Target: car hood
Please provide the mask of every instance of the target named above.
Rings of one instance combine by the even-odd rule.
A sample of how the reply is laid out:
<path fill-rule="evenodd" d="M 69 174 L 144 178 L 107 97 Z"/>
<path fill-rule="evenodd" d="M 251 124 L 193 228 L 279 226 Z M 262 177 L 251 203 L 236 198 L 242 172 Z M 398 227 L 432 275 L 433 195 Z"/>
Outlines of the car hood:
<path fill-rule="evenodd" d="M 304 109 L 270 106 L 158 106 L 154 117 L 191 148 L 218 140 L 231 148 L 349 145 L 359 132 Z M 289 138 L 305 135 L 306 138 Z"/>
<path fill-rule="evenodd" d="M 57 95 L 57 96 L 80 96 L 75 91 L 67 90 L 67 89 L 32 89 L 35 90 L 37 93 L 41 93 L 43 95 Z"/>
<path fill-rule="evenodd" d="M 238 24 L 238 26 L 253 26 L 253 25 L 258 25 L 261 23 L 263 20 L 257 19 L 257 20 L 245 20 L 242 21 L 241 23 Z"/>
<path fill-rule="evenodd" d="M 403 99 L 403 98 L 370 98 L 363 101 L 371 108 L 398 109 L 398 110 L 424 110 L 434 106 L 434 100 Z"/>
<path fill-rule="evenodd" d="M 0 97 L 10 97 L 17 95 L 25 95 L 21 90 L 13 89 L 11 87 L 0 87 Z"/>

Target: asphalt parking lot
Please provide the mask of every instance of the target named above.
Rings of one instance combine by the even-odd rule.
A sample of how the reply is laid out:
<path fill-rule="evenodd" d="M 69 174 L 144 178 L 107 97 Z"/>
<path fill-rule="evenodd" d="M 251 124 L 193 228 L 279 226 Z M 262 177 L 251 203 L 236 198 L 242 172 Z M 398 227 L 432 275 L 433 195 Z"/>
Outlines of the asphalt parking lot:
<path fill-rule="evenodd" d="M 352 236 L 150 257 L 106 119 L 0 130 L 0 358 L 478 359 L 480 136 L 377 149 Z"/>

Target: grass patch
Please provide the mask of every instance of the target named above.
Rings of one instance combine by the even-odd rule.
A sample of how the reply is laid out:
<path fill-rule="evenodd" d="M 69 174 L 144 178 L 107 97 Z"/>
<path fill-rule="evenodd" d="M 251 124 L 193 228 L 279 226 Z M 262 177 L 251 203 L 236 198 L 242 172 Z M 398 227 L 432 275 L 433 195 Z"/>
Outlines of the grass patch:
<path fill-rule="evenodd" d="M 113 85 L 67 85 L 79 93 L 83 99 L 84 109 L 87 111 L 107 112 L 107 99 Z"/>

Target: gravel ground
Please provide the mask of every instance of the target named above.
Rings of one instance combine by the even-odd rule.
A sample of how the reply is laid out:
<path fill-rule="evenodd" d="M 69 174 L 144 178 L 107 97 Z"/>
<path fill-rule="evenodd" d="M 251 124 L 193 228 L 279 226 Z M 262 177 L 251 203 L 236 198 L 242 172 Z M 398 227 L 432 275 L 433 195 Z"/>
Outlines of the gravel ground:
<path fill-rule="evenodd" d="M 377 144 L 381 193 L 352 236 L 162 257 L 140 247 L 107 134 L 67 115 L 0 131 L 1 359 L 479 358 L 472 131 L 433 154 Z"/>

------------------------------

*Exercise requirements*
Type out the listing again with nothing changed.

*Written reply*
Target: car hood
Please provide the mask of every instance of the target named above.
Rings of one instance combine by the even-odd rule.
A sample of how the reply is laid out:
<path fill-rule="evenodd" d="M 69 174 L 144 178 L 107 97 Z"/>
<path fill-rule="evenodd" d="M 251 124 L 193 228 L 279 226 Z M 262 177 L 251 203 L 236 198 L 242 172 Z M 398 227 L 432 275 L 433 195 Z"/>
Outlines of the car hood:
<path fill-rule="evenodd" d="M 304 109 L 270 106 L 158 106 L 154 117 L 191 148 L 218 140 L 231 148 L 349 145 L 359 132 Z M 289 138 L 305 135 L 306 138 Z"/>
<path fill-rule="evenodd" d="M 57 95 L 57 96 L 80 96 L 75 91 L 67 90 L 67 89 L 32 89 L 35 90 L 37 93 L 41 93 L 43 95 Z"/>
<path fill-rule="evenodd" d="M 238 24 L 238 26 L 253 26 L 253 25 L 258 25 L 261 23 L 263 20 L 257 19 L 257 20 L 245 20 L 242 21 L 241 23 Z"/>
<path fill-rule="evenodd" d="M 403 99 L 403 98 L 370 98 L 363 101 L 371 108 L 398 109 L 398 110 L 424 110 L 434 106 L 434 100 Z"/>
<path fill-rule="evenodd" d="M 0 97 L 10 97 L 17 95 L 25 95 L 21 90 L 13 89 L 11 87 L 0 87 Z"/>

Target: asphalt parking lot
Please provide the mask of every instance of the target named above.
Rings of one instance combine by the even-odd rule.
A sample of how the reply is laid out:
<path fill-rule="evenodd" d="M 69 174 L 144 178 L 107 97 Z"/>
<path fill-rule="evenodd" d="M 251 124 L 193 228 L 279 226 Z M 262 177 L 251 203 L 236 198 L 242 172 Z M 398 227 L 432 275 L 433 195 Z"/>
Outlines of the asphalt parking lot:
<path fill-rule="evenodd" d="M 352 236 L 150 257 L 106 119 L 0 130 L 0 358 L 478 359 L 480 136 L 377 149 Z"/>

Target: grass patch
Please provide the mask of every instance of the target named above.
Rings of one instance combine by the even-odd rule.
A sample of how the reply is laid out:
<path fill-rule="evenodd" d="M 69 174 L 144 178 L 107 97 Z"/>
<path fill-rule="evenodd" d="M 251 124 L 193 228 L 279 226 Z M 262 177 L 251 203 L 236 198 L 242 172 Z M 398 227 L 432 275 L 433 195 Z"/>
Outlines of the grass patch:
<path fill-rule="evenodd" d="M 113 85 L 67 85 L 79 93 L 83 99 L 84 109 L 87 111 L 107 112 L 107 99 Z"/>

Target: gravel ground
Please provide the mask of every instance of the target named above.
Rings of one instance combine by the even-odd rule.
A sample of how the reply is laid out:
<path fill-rule="evenodd" d="M 69 174 L 144 178 L 107 97 Z"/>
<path fill-rule="evenodd" d="M 251 124 L 193 228 L 279 226 Z M 262 177 L 251 203 L 236 198 L 242 172 Z M 398 227 L 432 275 L 433 195 Z"/>
Outlines of the gravel ground:
<path fill-rule="evenodd" d="M 377 144 L 381 193 L 352 236 L 162 257 L 140 247 L 107 134 L 67 115 L 0 131 L 1 359 L 479 358 L 472 131 L 433 154 Z"/>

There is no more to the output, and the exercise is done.